ASSIGNMENT:
According to the film review below, why does Shane Carruth carry the mainstay of the film's load? Answer in one to three sentences.

PASSAGE PROVIDED:
((

Review by Louise Keller:
The ambiguous elements that filmmaker Shane Carruth delivers in this challenging arthouse film will engage its audience or repel it. Its music (or soundscape), vital to its essence, is composed by Carruth, who has also written, edited, shot, produced and stars in the film, carrying the mainstay of its load. Like the narrative, the music is complex and often jarring, with discordant sounds that lack tunefulness. The dialogue is sparse and much of the imagery and action is open to interpretation. I was intrigued, frustrated, repulsed, bewildered and ultimately bored.

The set up is unfathomable, centering around a young girl named Kris (Amy Seimetz) who is drugged and infected by an organism. It all starts with the earth in which coloured orchids are potted and the worms that inhabit its soil. There are scenes at a pig farm, sounds that are collected like stamps to be collated into an album with bricks falling, stone on metal - all recorded onto vinyl. The scene in which Kris lies on a bed hooked up intravenously to a baby piglet is all at once shocking and bizarre. Is she the host for a new breed of organism and what is the purpose of it all? This and many other questions play on our mind throughout.

))

RECORDED INFORMATION:
((

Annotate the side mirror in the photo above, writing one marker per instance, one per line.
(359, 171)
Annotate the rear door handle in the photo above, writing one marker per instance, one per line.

))

ANSWER BOX:
Carruth carries the mainstay of the film's load because he did nearly all the key work himself. He composed its music (or soundscape), which is vital to its essence. He also wrote, edited, shot and produced the film and stars in it.